= Kaynak metin =
———
Boyran’da Yürümek

Sabahları Boyranaltı’nda yürümeye doyamıyorum.

Genelde sabahları 6.30-07 arası Kızılkara mevkiinden başlıyorum adımlamaya.

Güneş sıcaklığını ağır ağır hissettirirken İnebolu’ya,

 Kuş sesleri arasında yürüyüş yoluna indiğimde,

 Önce dalgaların şıpırtı sesleri ve çiçek kokuları karşılıyor beni.

Uzanıp sahile baktığımda sabahın ilk ışıklarından beri,

Oltacıların heyecanla denizden gelen kancaları izlediğini görüyorum.

Voli kayığından denize vurulan sırık seslerinin yankısından sonra ki,

Çektikleri ağlardan tek tek gelen barbunyaları gözlüyorum.

Bakımsız yürüme yolunda ki gelişi güzel yetişen otların arasında adımlarımı atarken,

Kendiliğinden özgürce büyüyen yaban çiçeklerinin mavimsi cümbüşü,

İnsanı yürümeye biraz daha fazla ısındırıyor.

Bisiklet yolundaki bakımsızlıktan çürümeye yüz tutmuş korkuluklara rağmen,

Pedal çevirenlerin verdiği selam yalnız olmadığımı hissettiriyor.
———
= Bir veri kümesinden kayıtlar =
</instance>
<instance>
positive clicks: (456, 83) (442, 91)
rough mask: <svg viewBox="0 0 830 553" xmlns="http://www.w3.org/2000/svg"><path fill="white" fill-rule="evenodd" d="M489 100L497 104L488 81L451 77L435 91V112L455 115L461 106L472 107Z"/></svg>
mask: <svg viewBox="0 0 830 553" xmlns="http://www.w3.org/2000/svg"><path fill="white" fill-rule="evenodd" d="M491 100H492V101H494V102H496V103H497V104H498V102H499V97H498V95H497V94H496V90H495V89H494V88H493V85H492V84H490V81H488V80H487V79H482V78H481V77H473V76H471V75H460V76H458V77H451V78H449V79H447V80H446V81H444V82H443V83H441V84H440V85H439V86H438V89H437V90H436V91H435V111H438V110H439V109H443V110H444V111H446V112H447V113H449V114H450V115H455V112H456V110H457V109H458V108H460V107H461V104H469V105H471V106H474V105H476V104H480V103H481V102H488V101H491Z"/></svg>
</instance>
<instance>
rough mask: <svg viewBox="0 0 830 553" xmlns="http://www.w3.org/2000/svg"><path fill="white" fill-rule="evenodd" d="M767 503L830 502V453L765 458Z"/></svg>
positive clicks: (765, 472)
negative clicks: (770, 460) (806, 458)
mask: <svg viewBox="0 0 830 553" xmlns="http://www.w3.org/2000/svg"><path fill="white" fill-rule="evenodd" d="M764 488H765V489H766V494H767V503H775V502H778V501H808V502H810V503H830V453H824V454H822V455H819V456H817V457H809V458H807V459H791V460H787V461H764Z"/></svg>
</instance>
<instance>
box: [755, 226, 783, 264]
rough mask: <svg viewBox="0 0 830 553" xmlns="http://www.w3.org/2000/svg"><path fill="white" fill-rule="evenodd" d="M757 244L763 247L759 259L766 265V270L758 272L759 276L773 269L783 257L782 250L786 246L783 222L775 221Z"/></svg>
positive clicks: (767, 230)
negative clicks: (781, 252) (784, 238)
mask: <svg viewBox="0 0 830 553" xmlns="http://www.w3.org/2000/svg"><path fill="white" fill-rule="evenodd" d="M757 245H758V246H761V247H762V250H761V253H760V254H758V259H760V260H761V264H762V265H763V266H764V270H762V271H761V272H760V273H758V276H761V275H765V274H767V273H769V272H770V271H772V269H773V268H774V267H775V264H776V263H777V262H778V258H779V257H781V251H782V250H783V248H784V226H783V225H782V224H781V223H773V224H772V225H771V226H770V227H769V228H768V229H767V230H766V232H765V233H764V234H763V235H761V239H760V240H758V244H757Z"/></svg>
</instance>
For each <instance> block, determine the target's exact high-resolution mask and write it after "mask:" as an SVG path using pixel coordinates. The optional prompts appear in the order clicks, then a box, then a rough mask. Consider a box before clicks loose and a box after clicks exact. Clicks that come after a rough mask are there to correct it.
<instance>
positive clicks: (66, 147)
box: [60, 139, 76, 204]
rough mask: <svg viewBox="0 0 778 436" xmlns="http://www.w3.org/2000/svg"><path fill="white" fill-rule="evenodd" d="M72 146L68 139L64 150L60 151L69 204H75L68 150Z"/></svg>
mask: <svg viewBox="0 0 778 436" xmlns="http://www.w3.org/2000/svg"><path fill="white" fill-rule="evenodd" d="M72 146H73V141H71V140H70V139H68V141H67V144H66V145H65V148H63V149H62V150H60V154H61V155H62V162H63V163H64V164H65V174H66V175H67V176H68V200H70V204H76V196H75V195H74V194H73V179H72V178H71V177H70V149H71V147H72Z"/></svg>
———
= Talimat 1 =
Boyran'da yürüyüşü anlatan metinden "Oltacıların heyecanla denizden" ile başlayıp "gelen barbunyaları gözlüyorum." ifadesine kadar süren bölümü aynen yazıya geçirin.
= Talimat 2 =
Boyran'da yürüyüşü anlatan metne göre anlatıcı sabah yürüyüşüne genellikle hangi mevkiden başlıyor?

= Son yanıt 1 =
Oltacıların heyecanla denizden gelen kancaları izlediğini görüyorum.

Voli kayığından denize vurulan sırık seslerinin yankısından sonra ki,

Çektikleri ağlardan tek tek gelen barbunyaları gözlüyorum.

= Son yanıt 2 =
Anlatıcı yürüyüşüne genellikle Kızılkara mevkiinden başlıyor.